Dataset entries on where objects appear:
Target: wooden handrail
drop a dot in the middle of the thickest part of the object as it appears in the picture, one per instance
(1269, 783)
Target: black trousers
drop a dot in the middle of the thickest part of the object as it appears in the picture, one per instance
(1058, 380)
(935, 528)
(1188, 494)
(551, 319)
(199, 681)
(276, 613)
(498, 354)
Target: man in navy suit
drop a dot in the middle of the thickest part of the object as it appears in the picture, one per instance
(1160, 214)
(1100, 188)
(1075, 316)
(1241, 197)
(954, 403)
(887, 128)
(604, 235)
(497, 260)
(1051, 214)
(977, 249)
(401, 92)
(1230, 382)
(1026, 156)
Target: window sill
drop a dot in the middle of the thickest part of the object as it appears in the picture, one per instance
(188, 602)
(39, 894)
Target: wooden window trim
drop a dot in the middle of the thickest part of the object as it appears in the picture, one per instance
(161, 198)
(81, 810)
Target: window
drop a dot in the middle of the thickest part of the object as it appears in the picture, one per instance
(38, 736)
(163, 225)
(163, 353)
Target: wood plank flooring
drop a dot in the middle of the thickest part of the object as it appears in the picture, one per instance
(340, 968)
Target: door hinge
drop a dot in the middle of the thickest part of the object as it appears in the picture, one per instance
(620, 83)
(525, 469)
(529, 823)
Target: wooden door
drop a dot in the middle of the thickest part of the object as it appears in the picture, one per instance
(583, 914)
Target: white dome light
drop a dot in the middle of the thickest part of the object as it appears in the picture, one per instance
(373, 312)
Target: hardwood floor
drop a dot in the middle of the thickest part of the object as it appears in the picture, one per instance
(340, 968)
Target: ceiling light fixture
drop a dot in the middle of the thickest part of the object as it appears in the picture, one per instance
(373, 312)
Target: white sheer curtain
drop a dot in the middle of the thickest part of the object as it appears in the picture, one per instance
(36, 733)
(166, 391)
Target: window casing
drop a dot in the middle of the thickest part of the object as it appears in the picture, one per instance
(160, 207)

* Required work
Reproduce all of the entries above, swapping "wooden" for "timber" wherever it occurs and leaving everything else as it is.

* Expected answer
Target: timber handrail
drop a dot in the middle of the thickest part of the object as it appears in the picture, one per instance
(1269, 783)
Target: black trousers
drop a dot in the middle of the thickest part of the object as it appears in the picture, one per instance
(1058, 380)
(935, 528)
(1188, 494)
(551, 319)
(199, 681)
(276, 613)
(498, 354)
Target: man in navy suit
drop a dot in the middle of the thickest part of the object as it appears in the picture, one per instance
(1160, 214)
(1100, 188)
(1075, 316)
(1241, 197)
(954, 403)
(887, 128)
(604, 235)
(497, 260)
(1051, 214)
(977, 249)
(401, 92)
(1230, 382)
(1026, 156)
Target: window sill
drop a dot in the middle of the thickest part of the object as it appears in the picture, one per instance
(188, 602)
(39, 894)
Target: timber window trim
drop a dot in the middle of the thickest part of the object as it appears in the picture, one per instance
(161, 198)
(81, 810)
Target: window
drop a dot in the middle of the thickest part of the object as it appears in the picture, one per instance
(38, 736)
(163, 225)
(163, 353)
Target: wood plank flooring
drop a dot in the middle of the thickest part of the object as it appears in the picture, one per instance
(340, 968)
Target: door hinge
drop a dot in the middle of the thickest part of the object as it appears in the picture, one per instance
(620, 83)
(525, 469)
(529, 823)
Target: timber door
drop a dot in the middle of the thickest part of the object as it appears in the picture, one per instance
(583, 914)
Target: white dome light
drop a dot in the middle of the thickest part of the object as it appears in the picture, one per instance
(373, 312)
Target: hardwood floor
drop a dot in the middle of the thickest part of the object as it appears in the picture, one per instance
(340, 968)
Target: ceiling light fixture
drop a dot in the middle of the thickest part of the object as it appears in the picture, one per instance
(373, 312)
Target: white sheer curtain
drop a dot in the middle of the thickest part of the object as it appears in the picture, one per instance
(36, 733)
(166, 391)
Target: window casing
drop a dot in the middle of the thickest part of the object as it appears in the picture, one per instance
(160, 207)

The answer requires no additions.